_Défi 1:_ Recopiez à l'identique le passage du texte sur les droits des animaux compris entre « Article 515-15 La » et « d’actes de cruauté. », ces deux bornes incluses.
_Défi 2:_ D'après le texte sur les droits des animaux, à quel code l'article 521-1-1 est-il ajouté ?
_Défi 3:_ Poursuivez la rédaction du texte sur les droits des animaux à partir de l'endroit où il s'arrête.

_Extrait du texte:_
====

Article 515-15 La transmission des droits relatifs aux animaux se réalise suivant des règles particulières  prenant progressivement en compte leur sensibilité propre.

Article 515-16 Dans l’attente de l’élaboration des règles particulières visées par l’article 515-15 , la  transmission des droits relatifs aux animaux continue de s’effectuer, à titre transitoire,  conformément aux dispositions du Code civil sur la vente et aux textes spécifiques du Code rural et de la pêche maritime.

Article 2

Il est ajouté au Code pénal un article 521-1-1 ainsi rédigé : Les animaux  sauvages vivant en l’état de liberté naturelle étant également des êtres sensibles, ils  ne peuvent faire l’objet,  sous quelque prétexte que ce soit,de sévices graves ou d’actes de cruauté.

Les sévices graves et les actes de cruauté envers les animaux  sauvages sont punis des peines prévues par l'article 521-1

Article 3

Il est ajouté au Livre Quatrième du Code de procédure pénale un Titre XXIX intitulé « De la poursuite, de l'instruction et du jugement des infractions en lien avec les animaux ».Il comprend un article ainsi rédigé:

Article 706-140

A tous les stades de la procédure, les officiers et agents de police judiciaire et autres agents spécialement désignés par la loi, sont habilités à procéder, à quelque titre que ce soit, au retrait de l'animal.

Lorsque, au cours d'une procédure judiciaire ou  des contrôles prévus par la loi,il a été procédé, à quelque titre que ce soit, au retrait de l'animal, son sort est fixé conformément aux règles énoncées par l'article 99-1 du Code de procédure pénale refondu  suivant les indications du quatrième alinéa du présent article.


En cas de condamnation au titre des infractions en lien avec les animaux, le tribunal statue sur le sort de l'animal, qu'il ait été ou non placé au cours de la procédure judiciaire. Le tribunal peut décider que l'animal sera confié à titre définitif à une fondation ou à une association de protection animale reconnue d'utilité publique ou déclarée qui pourra prendre librement toutes les mesures le concernant.

====

_Données fournies:_
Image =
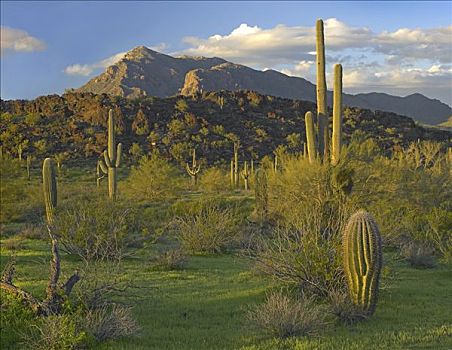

====

_Réponse 1:_
Article 515-15 La transmission des droits relatifs aux animaux se réalise suivant des règles particulières  prenant progressivement en compte leur sensibilité propre.

Article 515-16 Dans l’attente de l’élaboration des règles particulières visées par l’article 515-15 , la  transmission des droits relatifs aux animaux continue de s’effectuer, à titre transitoire,  conformément aux dispositions du Code civil sur la vente et aux textes spécifiques du Code rural et de la pêche maritime.

Article 2

Il est ajouté au Code pénal un article 521-1-1 ainsi rédigé : Les animaux  sauvages vivant en l’état de liberté naturelle étant également des êtres sensibles, ils  ne peuvent faire l’objet,  sous quelque prétexte que ce soit,de sévices graves ou d’actes de cruauté.

_Réponse 2:_ Au Code pénal.

_Réponse 3:_
Dans tous les textes relatifs aux animaux, le terme confiscation doit être compris comme  retrait à titre définitif, le terme saisie comme  retrait à titre conservatoire et le terme propriétaire comme titulaire des prérogatives s'exerçant sur l'animal.


A l'évidence, cette proposition pourrait être encore amendée et précisée. Il convient, néanmoins, de ne pas entrer dans une spirale  de réajustements et de compléments semestriels qui ne pourrait conduire qu'à l'enlisement. Il faut aussi se souvenir, toutes proportions gardées, de la sage observation délivrée par Portalis dans le célèbre Discours préliminaire sur le projet de Code civil : «  L'office de la loi est de fixer par de grandes vues, les maximes générales du Droit, d'établir des principes féconds en conséquences, et non de descendre dans le détail des questions qui peuvent naître dans chaque matière ».

Il convient donc, désormais, d'entrer dans une nouvelle phase, ambitieuse et périlleuse, tendant à faire adopter cette proposition. Proposition qui ne changerait pas tout du jour au lendemain mais qui, du jour au lendemain, pourrait tout rendre possible en déverrouillant enfin le débat juridique qui seul peut permettre l'élaboration des règles particulières prenant progressivement en compte la sensibilité propre des animaux. Pour aborder cette nouvelle phase en position de force et d'enthousiasme, il faudrait que les associations et fondations ayant déjà apporté leur soutien le renouvellent de manière à attirer, à aimanter, de nouvelles adhésions d'autres associations, d'autres fondations et, au-delà de personnalités attachées aux progrès de la protection des animaux, de tous les animaux à qui il peut aussi être fait du mal, beaucoup de mal...



[1][1]        A savoir, par ordre alphabétique ;  Alliance Anticorrida ;Association chats des rues ;Association Droits des Animaux ; Association Espaces de Rencontres entre les Hommes et les Oiseaux (AERHO) ;  Comité Radicalement AntiCorrida (CRAC) Europe ;  Collectif Limousin d'Action Militante pour les Animaux ( CLAMA) ; Convention Vie et Nature ;  Fondation Brigitte Bardot ; Fondation 30 millions d'amis ; Sereenity ;  SOS Animal tendresse ; SPA Marseille Provence ; Tol Ardor ; Unicom's dream .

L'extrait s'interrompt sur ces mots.